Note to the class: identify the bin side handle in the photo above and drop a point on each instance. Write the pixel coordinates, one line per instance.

==

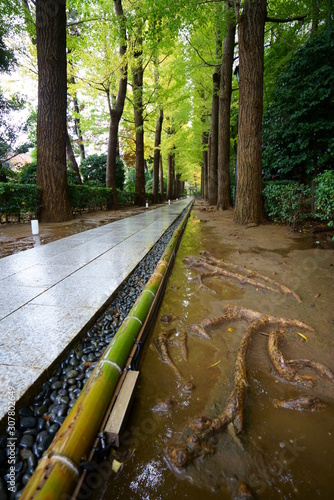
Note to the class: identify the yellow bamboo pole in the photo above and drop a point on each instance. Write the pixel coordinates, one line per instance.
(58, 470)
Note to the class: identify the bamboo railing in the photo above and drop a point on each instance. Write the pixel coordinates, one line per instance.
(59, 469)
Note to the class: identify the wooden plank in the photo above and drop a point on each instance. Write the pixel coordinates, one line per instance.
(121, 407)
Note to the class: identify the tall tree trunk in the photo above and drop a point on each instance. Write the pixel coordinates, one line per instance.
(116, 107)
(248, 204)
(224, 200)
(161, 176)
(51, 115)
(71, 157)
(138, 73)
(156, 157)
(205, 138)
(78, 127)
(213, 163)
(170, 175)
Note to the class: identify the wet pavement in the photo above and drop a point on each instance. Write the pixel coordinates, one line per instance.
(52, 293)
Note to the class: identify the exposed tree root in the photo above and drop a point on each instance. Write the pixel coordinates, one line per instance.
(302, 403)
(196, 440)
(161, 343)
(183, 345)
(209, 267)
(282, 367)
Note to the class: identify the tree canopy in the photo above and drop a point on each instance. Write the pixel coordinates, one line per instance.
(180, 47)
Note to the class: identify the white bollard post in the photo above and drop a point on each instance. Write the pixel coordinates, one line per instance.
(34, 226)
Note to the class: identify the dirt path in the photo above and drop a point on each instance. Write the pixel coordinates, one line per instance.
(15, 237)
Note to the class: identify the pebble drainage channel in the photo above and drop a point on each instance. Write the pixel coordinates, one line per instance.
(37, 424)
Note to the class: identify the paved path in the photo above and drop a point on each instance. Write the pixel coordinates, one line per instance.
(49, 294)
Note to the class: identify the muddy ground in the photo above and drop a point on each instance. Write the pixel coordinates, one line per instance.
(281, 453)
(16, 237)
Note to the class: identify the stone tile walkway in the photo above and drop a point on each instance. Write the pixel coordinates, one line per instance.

---

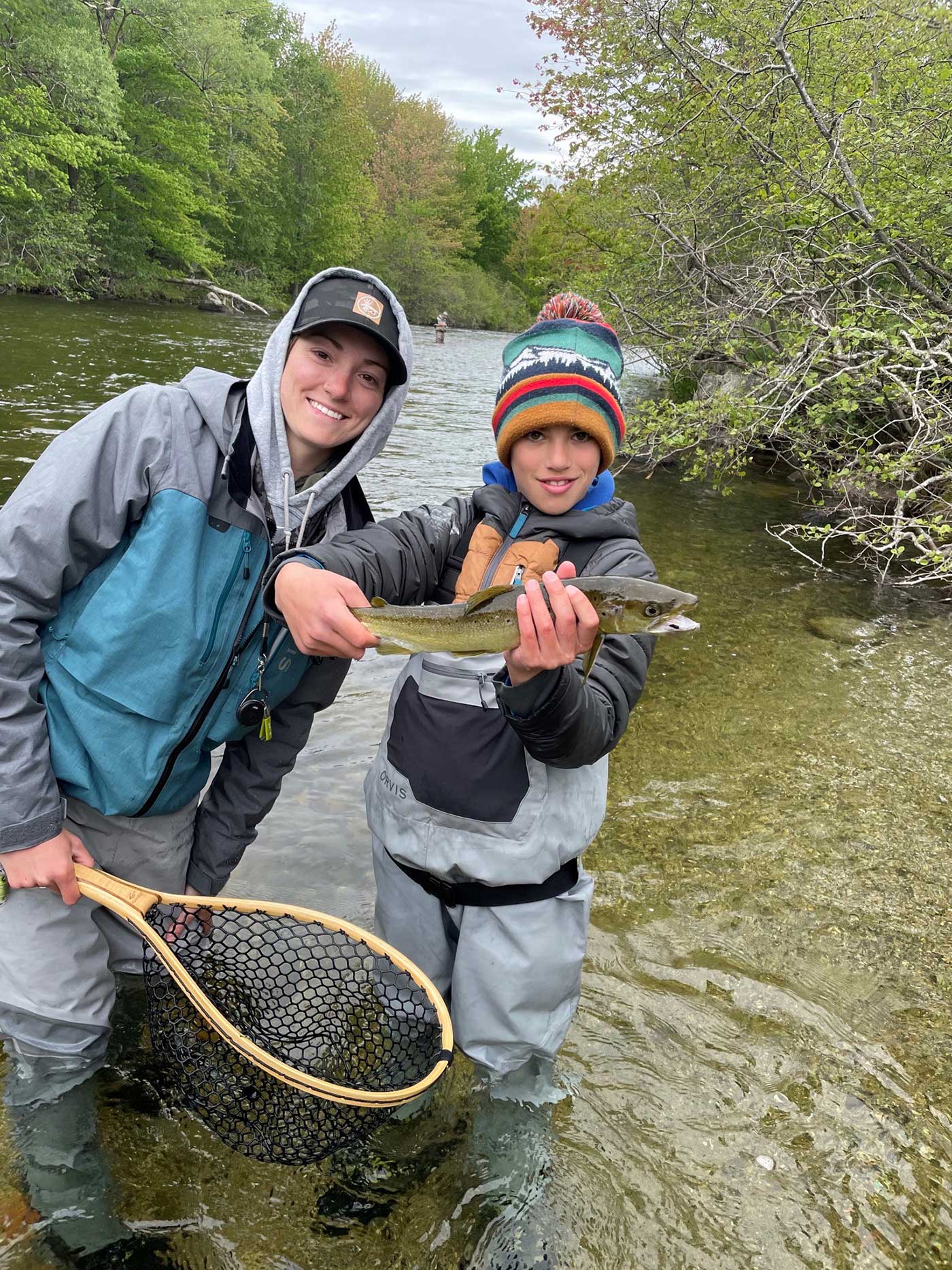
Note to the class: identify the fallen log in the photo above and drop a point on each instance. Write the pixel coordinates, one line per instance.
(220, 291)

§ **WHAT IS EXPECTED**
Give only the number of lines in the items above that contain the string "path", counting a line only if the letters match in case.

§ **ANSWER TO THIS TASK**
2